--- TEXTE SOURCE ---
________

Une parenthèse entre deux sujets graves, ou dans l’actualité des médias, pour évoquer un personnage hors du commun. En cherchant le générique de l’émission culte « Marche ou Rêve » de Claude Villers (tu me connais), je tombe sur un sujet de l’INA sur le métier de catcheur exercé par le célèbre producteur de France Inter avant qu’il ne prenne sa carte de journaliste dont il est si fier ; au point d’en rajouter sur le nombre d’années qu’il la détient. À l’occasion d’une tournée d’été, il avait d’ailleurs évoqué ses débuts en remontant sur le podium d’une célèbre baraque de catch qui a remporté, pendant des années et des années, un énorme succès dans les fêtes foraines. À cette occasion, Claude Villers avait retrouvé quelques uns de ses anciens camarades de lutte.

 

gitan Garcia

Cet homme, je l’ai connu, de loin, comme petit badaud, appelé par son patron, « le Gitan Garcia ». Était-il gitan, s’appelait-il comme ça ? Gitan, peut-être car nombre d’entre eux travaillaient comme forains et nombre de baraques sont encore détenues par des familles gitanes. Garcia, nom espagnol répandu, pouvait bien être le sien à moins que son patron, plein de préjugés, ne l’ait choisi que pour coller aux clichés sur les Gitans et par référence au célèbre sergent de la série télévisée à la mode quand il s’est lancé sur les routes après avoir raccroché les gants ; si tant est qu’on en porte dans ce sport spectaculaire qu’est le catch. La baraque de Jackson faisait un tabac et avait eu les honneurs d’un feuilleton télévisé d’avant le journal, comme c’était la mode à l’époque. Le feuilleton s’appelait « Le Vagabond » et le rôle titre s’était retrouvé, au hasard de son errance à faire du catch en tenant le rôle de « l’homme à la cagoule » ce qui lui permettait de n’être pas reconnu par tous ceux qui le recherchaient. http://php88.free.fr/bdff/image_film.php?ID=4542

Enfant, donc, à Paris, nous avions deux fêtes foraines principales. L’une existe encore, la Foire du Trône, l’autre sans nom précis, se déroulait au moment des fêtes de fin d’années sur les boulevards en contrebas de Montmartre et les baraques de catch attiraient le plus. Je connaissais par cœur le boniment de Jackson, le patron, car c’était toujours le même. Il le répétait avant chaque spectacle, quasiment sans changer un seul mot et il l’a répété, identique, pendant des années et des années, mais je me répète aussi. Malgré les soi-disant vedettes internationales qu’il se vantait d’exhiber, malgré l’homme à la cagoule, malgré des figures haut en couleurs, la vedette était toujours le Gitan Garcia. Pauvre Garcia, il gagnait sa vie en se bagarrant toute la journée – comme ses congénères bien sûr – mais en plus, lui, s’en prenait plein la figure au moment de la parade. Il se trouvait toujours un comparse, dans la foule, qui exigeait de le combattre, lui, le Gitan. Il avait droit aux sobriquets les plus ridicules, cherchant l’humiliation de façade, promesse d’une vengeance sur le ring, propre à attirer les badauds. Garcia se tenait plus ou moins au milieu, debout, le regard terrible, bras croisés et pieds écartés. Il portait invariablement un collant surmonté d’un slip à la façon de Superman dont il avait adopté aussi la cape. Il demeurait impassible, faisant semblant de ne pas comprendre que les sobriquets qui volaient pendant la parade le désignaient, lui. Dès que Jackson disait : « Allez, Garcia, c’est pour toi ! », il bondissait sur son adversaire à venir comme s’il voulait lui régler son compte sur le podium. Sa colère maintenue par son patron, il tapait du poing dans l’autre main avant de le brandir menaçant. « Mesdames et messieurs, il va y avoir de la bagarre ! J’offre le demi-tarif à tout le monde ! ». Le plus fort, c’est que ça marchait et que ça marchait bien. La foule se prenait au jeu, huait quand les lutteurs de la baraque venaient prêter main forte à leur camarade mis en difficulté par le soi-disant amateur venu tenter sa chance ou qu’il le piétinait alors qu’il était déjà à terre. Et ça recommençait après environ une demi-heure, une fois que tous les combats étaient terminés et que les premiers lutteurs, les judokas, ouvraient les rideaux sur la baraque en train de se vider. « Approchez messieurs-dames, ça va recommencer » et ça recommençait, invariablement.

________

--- PROBLÈME 1 ---
Recopiez mot pour mot le passage du texte source qui va de « Une parenthèse entre » à « camarades de lutte. ».
--- PROBLÈME 2 ---
Ces affirmations concordent-elles avec le texte source ? Pour chacune, répondez par oui ou par non et citez textuellement les mots décisifs.
(a) La Foire du Trône existe encore.
(b) Garcia portait une cape, comme Superman.
(c) Jackson changeait son boniment à chaque spectacle.
--- PROBLÈME 3 ---
Répondez à ces questions d’après le texte source.
(a) Quel est le titre de l’émission culte de Claude Villers ?
(b) Quel tarif Jackson offrait-il à tout le monde ?
(c) Au bout de combien de temps environ le spectacle recommençait-il ?

________

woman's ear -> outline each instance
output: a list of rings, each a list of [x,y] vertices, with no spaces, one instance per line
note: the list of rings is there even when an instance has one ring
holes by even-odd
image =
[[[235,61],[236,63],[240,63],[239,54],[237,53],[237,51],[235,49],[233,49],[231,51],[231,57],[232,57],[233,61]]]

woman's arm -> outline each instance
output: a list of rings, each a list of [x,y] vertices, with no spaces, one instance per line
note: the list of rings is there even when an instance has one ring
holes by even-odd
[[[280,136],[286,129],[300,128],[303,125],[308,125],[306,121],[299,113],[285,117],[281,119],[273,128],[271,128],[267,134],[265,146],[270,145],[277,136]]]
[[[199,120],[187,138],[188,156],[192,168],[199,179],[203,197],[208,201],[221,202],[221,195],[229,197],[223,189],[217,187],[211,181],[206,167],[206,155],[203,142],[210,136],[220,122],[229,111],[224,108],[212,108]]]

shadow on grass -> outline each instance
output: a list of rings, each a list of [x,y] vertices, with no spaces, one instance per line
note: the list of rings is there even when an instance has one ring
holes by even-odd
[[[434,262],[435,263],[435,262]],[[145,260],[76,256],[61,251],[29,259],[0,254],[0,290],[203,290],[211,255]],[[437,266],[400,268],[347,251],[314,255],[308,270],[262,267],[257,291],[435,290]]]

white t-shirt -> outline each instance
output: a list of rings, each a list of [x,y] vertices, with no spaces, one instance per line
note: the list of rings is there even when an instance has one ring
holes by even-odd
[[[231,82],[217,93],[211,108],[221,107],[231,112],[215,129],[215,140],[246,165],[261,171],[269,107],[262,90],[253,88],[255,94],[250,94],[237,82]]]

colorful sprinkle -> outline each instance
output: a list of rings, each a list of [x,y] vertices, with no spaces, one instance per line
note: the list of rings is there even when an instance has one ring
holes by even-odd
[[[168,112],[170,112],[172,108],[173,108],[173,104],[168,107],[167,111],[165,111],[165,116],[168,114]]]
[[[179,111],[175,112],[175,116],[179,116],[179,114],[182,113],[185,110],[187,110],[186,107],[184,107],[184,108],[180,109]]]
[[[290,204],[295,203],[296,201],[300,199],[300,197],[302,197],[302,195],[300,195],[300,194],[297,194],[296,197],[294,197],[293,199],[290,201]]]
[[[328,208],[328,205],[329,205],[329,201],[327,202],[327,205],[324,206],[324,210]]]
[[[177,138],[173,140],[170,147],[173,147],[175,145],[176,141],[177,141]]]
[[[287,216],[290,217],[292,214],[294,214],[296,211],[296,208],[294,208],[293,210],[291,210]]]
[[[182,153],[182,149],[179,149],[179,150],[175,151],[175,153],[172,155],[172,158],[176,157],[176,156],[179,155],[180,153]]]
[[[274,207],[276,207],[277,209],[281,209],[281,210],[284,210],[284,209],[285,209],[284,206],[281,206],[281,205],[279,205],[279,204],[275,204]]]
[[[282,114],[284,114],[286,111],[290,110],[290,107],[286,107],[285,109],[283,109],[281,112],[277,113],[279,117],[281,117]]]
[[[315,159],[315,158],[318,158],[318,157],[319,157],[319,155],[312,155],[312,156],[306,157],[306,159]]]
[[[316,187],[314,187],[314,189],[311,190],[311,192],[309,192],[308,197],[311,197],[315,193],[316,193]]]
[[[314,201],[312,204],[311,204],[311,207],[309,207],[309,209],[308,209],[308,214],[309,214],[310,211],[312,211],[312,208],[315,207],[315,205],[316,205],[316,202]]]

________

--- ZONE DE RÉPONSE 1 ---
Une parenthèse entre deux sujets graves, ou dans l’actualité des médias, pour évoquer un personnage hors du commun. En cherchant le générique de l’émission culte « Marche ou Rêve » de Claude Villers (tu me connais), je tombe sur un sujet de l’INA sur le métier de catcheur exercé par le célèbre producteur de France Inter avant qu’il ne prenne sa carte de journaliste dont il est si fier ; au point d’en rajouter sur le nombre d’années qu’il la détient. À l’occasion d’une tournée d’été, il avait d’ailleurs évoqué ses débuts en remontant sur le podium d’une célèbre baraque de catch qui a remporté, pendant des années et des années, un énorme succès dans les fêtes foraines. À cette occasion, Claude Villers avait retrouvé quelques uns de ses anciens camarades de lutte.

--- ZONE DE RÉPONSE 2 ---
(a) Oui : « L’une existe encore, la Foire du Trône ».
(b) Oui : « Il portait invariablement un collant surmonté d’un slip à la façon de Superman dont il avait adopté aussi la cape. »
(c) Non : « Il le répétait avant chaque spectacle, quasiment sans changer un seul mot ».

--- ZONE DE RÉPONSE 3 ---
(a) « Marche ou Rêve ».
(b) Le demi-tarif.
(c) Environ une demi-heure.